** START Data supplied **
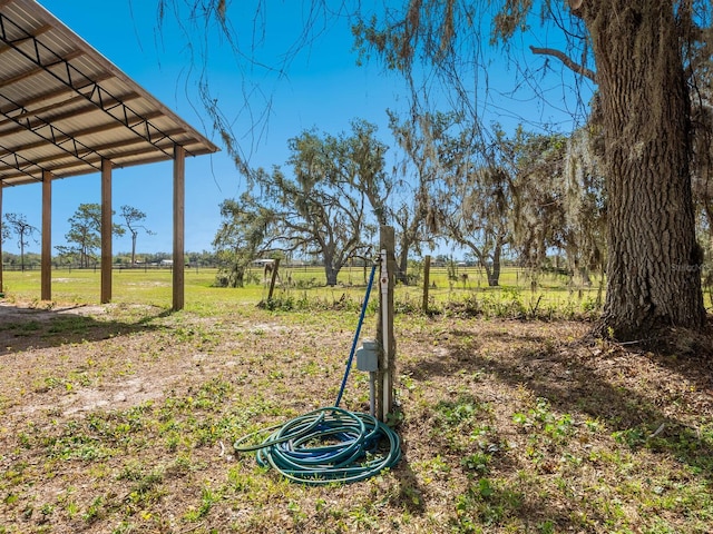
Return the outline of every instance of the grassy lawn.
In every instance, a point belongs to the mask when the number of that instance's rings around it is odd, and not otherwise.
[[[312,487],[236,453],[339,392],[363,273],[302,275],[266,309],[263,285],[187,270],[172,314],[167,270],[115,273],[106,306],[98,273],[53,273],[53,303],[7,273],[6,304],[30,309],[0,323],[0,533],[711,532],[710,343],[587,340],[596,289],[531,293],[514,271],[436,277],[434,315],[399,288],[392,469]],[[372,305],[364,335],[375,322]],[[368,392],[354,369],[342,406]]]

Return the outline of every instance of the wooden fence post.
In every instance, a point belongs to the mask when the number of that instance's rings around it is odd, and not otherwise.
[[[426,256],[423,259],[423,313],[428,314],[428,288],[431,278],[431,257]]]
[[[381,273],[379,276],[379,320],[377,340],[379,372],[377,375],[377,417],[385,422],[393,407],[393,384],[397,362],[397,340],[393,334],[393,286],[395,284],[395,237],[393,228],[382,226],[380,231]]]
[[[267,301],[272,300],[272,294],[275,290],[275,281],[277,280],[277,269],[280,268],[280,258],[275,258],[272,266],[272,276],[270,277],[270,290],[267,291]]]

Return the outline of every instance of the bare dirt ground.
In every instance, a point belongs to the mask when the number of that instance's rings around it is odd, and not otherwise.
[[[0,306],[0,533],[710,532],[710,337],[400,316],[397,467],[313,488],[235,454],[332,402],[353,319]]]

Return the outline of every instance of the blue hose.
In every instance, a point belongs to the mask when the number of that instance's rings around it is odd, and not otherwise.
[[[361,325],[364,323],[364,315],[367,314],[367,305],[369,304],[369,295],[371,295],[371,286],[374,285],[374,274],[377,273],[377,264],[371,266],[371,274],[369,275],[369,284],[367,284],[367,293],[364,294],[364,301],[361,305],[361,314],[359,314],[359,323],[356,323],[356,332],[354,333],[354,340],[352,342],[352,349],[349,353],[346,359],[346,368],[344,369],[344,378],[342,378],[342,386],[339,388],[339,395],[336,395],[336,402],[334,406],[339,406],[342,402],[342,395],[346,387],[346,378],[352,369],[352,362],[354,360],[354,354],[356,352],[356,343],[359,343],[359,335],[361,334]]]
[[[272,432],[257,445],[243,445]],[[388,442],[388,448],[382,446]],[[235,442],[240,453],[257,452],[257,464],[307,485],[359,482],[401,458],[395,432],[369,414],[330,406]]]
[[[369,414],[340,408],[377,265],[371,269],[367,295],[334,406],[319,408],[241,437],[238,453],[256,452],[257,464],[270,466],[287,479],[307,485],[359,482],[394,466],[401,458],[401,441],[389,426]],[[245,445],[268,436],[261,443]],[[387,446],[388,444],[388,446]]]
** END Data supplied **
**Exercise task:**
Starting at the line that contains "Return the outline of every instance of the blue" and ending at the last line of the data, write out every line again, requests included, and raise each coordinate in the answers by 107.

**Answer in full:**
Return the outline of every instance of the blue hose.
In every instance, a point belongs to the mask when the number of that instance's rings around it is odd, and not otherwise.
[[[468,432],[471,430],[471,422],[474,421],[474,412],[476,411],[476,402],[478,402],[478,393],[481,392],[481,381],[484,380],[484,371],[478,373],[478,381],[476,382],[476,391],[474,391],[474,400],[471,401],[471,408],[468,412],[468,421],[466,421],[466,430],[463,430],[463,439],[461,440],[461,447],[459,449],[459,456],[456,460],[453,466],[453,475],[451,476],[451,485],[449,485],[449,493],[446,495],[446,502],[443,502],[443,509],[441,513],[446,513],[449,509],[449,502],[453,494],[453,485],[459,476],[459,469],[461,467],[461,461],[463,459],[463,450],[466,450],[466,442],[468,441]]]
[[[379,539],[364,552],[350,552]],[[495,549],[495,555],[489,553]],[[342,549],[347,560],[364,559],[364,571],[414,592],[466,589],[508,565],[502,539],[476,521],[437,513]]]
[[[476,521],[447,515],[484,372],[478,376],[474,402],[441,513],[426,515],[348,544],[345,560],[363,559],[364,571],[377,573],[394,586],[414,592],[466,589],[501,573],[508,565],[508,548],[496,533]],[[352,552],[375,543],[368,550]],[[494,553],[495,551],[495,553]]]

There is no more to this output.